(AVAILABLE DATA)

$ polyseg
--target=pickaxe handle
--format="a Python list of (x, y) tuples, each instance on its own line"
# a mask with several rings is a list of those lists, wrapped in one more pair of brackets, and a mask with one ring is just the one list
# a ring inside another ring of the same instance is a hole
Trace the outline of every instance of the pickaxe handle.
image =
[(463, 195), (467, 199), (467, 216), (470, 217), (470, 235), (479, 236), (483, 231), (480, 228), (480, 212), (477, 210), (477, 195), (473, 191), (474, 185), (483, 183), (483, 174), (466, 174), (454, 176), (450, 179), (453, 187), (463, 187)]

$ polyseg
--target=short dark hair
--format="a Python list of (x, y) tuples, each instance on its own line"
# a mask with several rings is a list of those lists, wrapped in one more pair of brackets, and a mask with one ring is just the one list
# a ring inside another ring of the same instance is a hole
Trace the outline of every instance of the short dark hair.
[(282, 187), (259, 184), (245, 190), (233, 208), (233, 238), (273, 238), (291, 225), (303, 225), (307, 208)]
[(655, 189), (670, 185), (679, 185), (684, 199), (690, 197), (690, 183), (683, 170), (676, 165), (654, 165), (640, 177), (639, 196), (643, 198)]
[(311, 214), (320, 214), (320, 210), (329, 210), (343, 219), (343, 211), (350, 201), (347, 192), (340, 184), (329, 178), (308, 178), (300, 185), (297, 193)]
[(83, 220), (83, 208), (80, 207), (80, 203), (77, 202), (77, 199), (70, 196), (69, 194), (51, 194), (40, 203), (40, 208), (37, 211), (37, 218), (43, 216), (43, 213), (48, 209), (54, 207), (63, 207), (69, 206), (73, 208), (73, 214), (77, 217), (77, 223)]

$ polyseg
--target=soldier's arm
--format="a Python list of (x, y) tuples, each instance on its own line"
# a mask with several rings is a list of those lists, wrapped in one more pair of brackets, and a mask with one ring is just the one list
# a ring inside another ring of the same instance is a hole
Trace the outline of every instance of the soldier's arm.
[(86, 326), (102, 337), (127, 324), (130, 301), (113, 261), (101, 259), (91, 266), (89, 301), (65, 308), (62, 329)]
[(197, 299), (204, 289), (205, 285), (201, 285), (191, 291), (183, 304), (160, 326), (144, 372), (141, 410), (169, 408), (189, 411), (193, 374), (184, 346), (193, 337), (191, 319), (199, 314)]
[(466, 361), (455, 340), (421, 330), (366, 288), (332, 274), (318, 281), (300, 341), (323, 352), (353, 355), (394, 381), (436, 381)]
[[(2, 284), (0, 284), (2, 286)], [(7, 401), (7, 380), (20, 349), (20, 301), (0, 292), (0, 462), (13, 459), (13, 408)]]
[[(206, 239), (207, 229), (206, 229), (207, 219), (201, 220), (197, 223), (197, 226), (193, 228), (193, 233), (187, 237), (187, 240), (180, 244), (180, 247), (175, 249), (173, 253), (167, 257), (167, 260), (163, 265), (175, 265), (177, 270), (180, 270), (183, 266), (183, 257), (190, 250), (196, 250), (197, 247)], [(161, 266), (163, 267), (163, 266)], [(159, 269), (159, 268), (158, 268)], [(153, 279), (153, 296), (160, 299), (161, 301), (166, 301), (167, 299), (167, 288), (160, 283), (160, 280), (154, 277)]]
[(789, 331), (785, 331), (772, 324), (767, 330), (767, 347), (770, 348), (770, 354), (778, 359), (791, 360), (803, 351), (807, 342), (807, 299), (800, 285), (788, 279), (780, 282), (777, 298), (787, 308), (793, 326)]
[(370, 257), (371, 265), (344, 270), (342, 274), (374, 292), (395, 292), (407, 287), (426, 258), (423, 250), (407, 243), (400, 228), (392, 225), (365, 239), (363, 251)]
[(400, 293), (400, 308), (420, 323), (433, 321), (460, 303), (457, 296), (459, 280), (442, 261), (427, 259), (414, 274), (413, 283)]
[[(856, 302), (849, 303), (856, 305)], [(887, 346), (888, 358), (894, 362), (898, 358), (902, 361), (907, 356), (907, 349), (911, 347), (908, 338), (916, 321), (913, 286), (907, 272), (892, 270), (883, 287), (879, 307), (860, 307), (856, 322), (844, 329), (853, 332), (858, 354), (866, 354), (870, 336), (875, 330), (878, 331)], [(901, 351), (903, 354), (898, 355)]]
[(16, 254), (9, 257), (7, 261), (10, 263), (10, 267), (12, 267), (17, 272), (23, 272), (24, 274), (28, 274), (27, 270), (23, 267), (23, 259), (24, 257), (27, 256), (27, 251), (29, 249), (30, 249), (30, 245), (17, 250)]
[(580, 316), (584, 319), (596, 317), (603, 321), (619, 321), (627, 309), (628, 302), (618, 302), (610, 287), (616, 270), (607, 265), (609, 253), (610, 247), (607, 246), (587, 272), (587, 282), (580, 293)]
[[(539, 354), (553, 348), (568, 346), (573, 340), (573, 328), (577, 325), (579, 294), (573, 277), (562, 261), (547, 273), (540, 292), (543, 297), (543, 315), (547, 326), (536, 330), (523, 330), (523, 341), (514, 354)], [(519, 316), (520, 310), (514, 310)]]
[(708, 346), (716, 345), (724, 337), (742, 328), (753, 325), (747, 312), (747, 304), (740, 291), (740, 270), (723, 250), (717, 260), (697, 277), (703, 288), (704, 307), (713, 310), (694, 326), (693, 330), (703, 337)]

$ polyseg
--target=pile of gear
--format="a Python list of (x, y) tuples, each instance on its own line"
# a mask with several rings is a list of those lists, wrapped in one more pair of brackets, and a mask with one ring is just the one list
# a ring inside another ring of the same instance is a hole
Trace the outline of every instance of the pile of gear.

(End AVAILABLE DATA)

▶ WHAT TO DO
Each record above is to be restated word for word.

▶ ANSWER BELOW
$ polyseg
--target=pickaxe handle
--format="a Python list of (x, y) tuples, each instance on its own line"
# a mask with several rings is a list of those lists, wrapped in one more pair of brackets, and a mask with one ring is just the one list
# a ring inside another ring of the same instance is a hole
Trace the outline of every instance of the pickaxe handle.
image =
[(463, 195), (467, 199), (467, 216), (470, 217), (470, 235), (479, 236), (483, 231), (480, 228), (480, 212), (477, 210), (477, 195), (473, 191), (474, 185), (483, 183), (483, 174), (466, 174), (454, 176), (450, 179), (453, 187), (463, 187)]

$ polyseg
--target=short dark hair
--format="a Python list of (x, y) tuples, each instance on its own line"
# a mask with several rings is a list of those lists, wrapped in one more pair of brackets, and a mask with one ring is just the one list
# a ring inside another ring of the same instance is a hole
Trace the outline of every instance of the short dark hair.
[(282, 187), (259, 184), (245, 190), (233, 208), (233, 238), (273, 238), (291, 225), (303, 225), (307, 208)]
[(655, 189), (670, 185), (679, 185), (684, 199), (690, 197), (690, 183), (683, 170), (676, 165), (654, 165), (640, 177), (639, 196), (643, 198)]
[(311, 214), (320, 214), (320, 210), (329, 210), (343, 219), (343, 211), (350, 201), (347, 192), (340, 184), (329, 178), (308, 178), (300, 185), (297, 193)]
[(83, 220), (83, 208), (80, 207), (80, 203), (77, 202), (77, 199), (70, 196), (69, 194), (51, 194), (40, 203), (40, 208), (37, 211), (37, 218), (43, 216), (43, 213), (48, 209), (54, 207), (63, 207), (69, 206), (73, 208), (73, 214), (77, 217), (77, 223)]

$ polyseg
--target=soldier's arm
--format="a Python list of (x, y) tuples, each instance on its own line"
# a mask with several rings is a list of those lists, wrapped in one more pair of brackets, and a mask with one ring is just the one list
# a ring inside another ring of the same instance is a hole
Trace the outline of every instance of the soldier's arm.
[(86, 326), (102, 337), (127, 324), (130, 301), (113, 261), (101, 259), (91, 266), (89, 301), (65, 308), (62, 329)]
[(197, 299), (204, 289), (205, 285), (201, 285), (191, 291), (183, 304), (160, 326), (144, 372), (141, 410), (169, 408), (189, 411), (193, 374), (184, 346), (193, 337), (191, 319), (199, 314)]
[(466, 361), (455, 340), (421, 330), (366, 288), (332, 274), (318, 281), (300, 341), (323, 352), (353, 355), (394, 381), (436, 381)]
[[(2, 284), (0, 284), (2, 286)], [(7, 401), (7, 380), (20, 349), (20, 301), (0, 292), (0, 462), (13, 459), (13, 408)]]
[[(206, 239), (207, 229), (206, 229), (207, 219), (201, 220), (197, 223), (197, 226), (193, 228), (193, 233), (187, 237), (187, 240), (180, 244), (180, 247), (175, 249), (173, 253), (167, 257), (167, 260), (163, 265), (175, 265), (177, 270), (180, 270), (183, 266), (183, 257), (190, 250), (196, 250), (197, 247)], [(161, 266), (163, 267), (163, 266)], [(159, 269), (159, 268), (158, 268)], [(153, 279), (153, 296), (160, 299), (161, 301), (166, 301), (167, 299), (167, 288), (160, 283), (160, 280), (154, 277)]]
[(789, 331), (785, 331), (772, 324), (767, 330), (767, 347), (770, 348), (770, 354), (778, 359), (791, 360), (803, 351), (807, 342), (807, 299), (800, 285), (788, 279), (780, 282), (777, 298), (787, 308), (793, 326)]
[(370, 257), (371, 265), (344, 270), (342, 274), (374, 292), (395, 292), (407, 287), (426, 258), (423, 250), (407, 243), (400, 228), (392, 225), (365, 239), (363, 251)]
[(400, 293), (400, 308), (420, 323), (433, 321), (460, 303), (457, 296), (459, 280), (442, 261), (427, 259), (414, 274), (413, 283)]
[[(856, 302), (849, 303), (856, 305)], [(887, 346), (888, 358), (894, 362), (898, 358), (902, 361), (907, 356), (907, 349), (911, 347), (908, 338), (916, 321), (913, 286), (907, 272), (892, 270), (883, 287), (879, 307), (860, 307), (856, 322), (844, 329), (853, 332), (858, 354), (866, 354), (870, 336), (875, 330), (878, 331)], [(901, 351), (903, 354), (898, 355)]]
[(16, 254), (9, 257), (7, 261), (10, 263), (10, 267), (12, 267), (17, 272), (23, 272), (24, 274), (28, 274), (27, 270), (23, 267), (23, 259), (24, 257), (27, 256), (27, 251), (29, 249), (30, 249), (30, 245), (17, 250)]
[(580, 316), (584, 319), (596, 317), (603, 321), (619, 321), (627, 309), (628, 302), (618, 302), (610, 287), (616, 270), (607, 265), (609, 253), (610, 247), (607, 246), (587, 272), (587, 282), (580, 293)]
[[(539, 354), (553, 348), (568, 346), (573, 340), (573, 328), (577, 325), (579, 294), (573, 277), (562, 261), (547, 273), (540, 292), (543, 297), (543, 315), (547, 326), (536, 330), (523, 330), (523, 341), (514, 354)], [(519, 316), (520, 310), (514, 310)]]
[(708, 346), (716, 345), (724, 337), (742, 328), (753, 325), (747, 312), (747, 304), (740, 291), (740, 270), (723, 250), (717, 260), (697, 277), (703, 288), (704, 307), (713, 310), (694, 326), (693, 330), (703, 337)]

$ polyseg
--target=pile of gear
--format="a Python list of (x, y) tuples, each instance on its own line"
# a mask with several rings is a list of those lists, wrapped in one more pair of brackets, and a mask with one ring is just the one list
# a ring inside another ring of the same instance is a hole
Trace the outline of every instance of the pile of gear.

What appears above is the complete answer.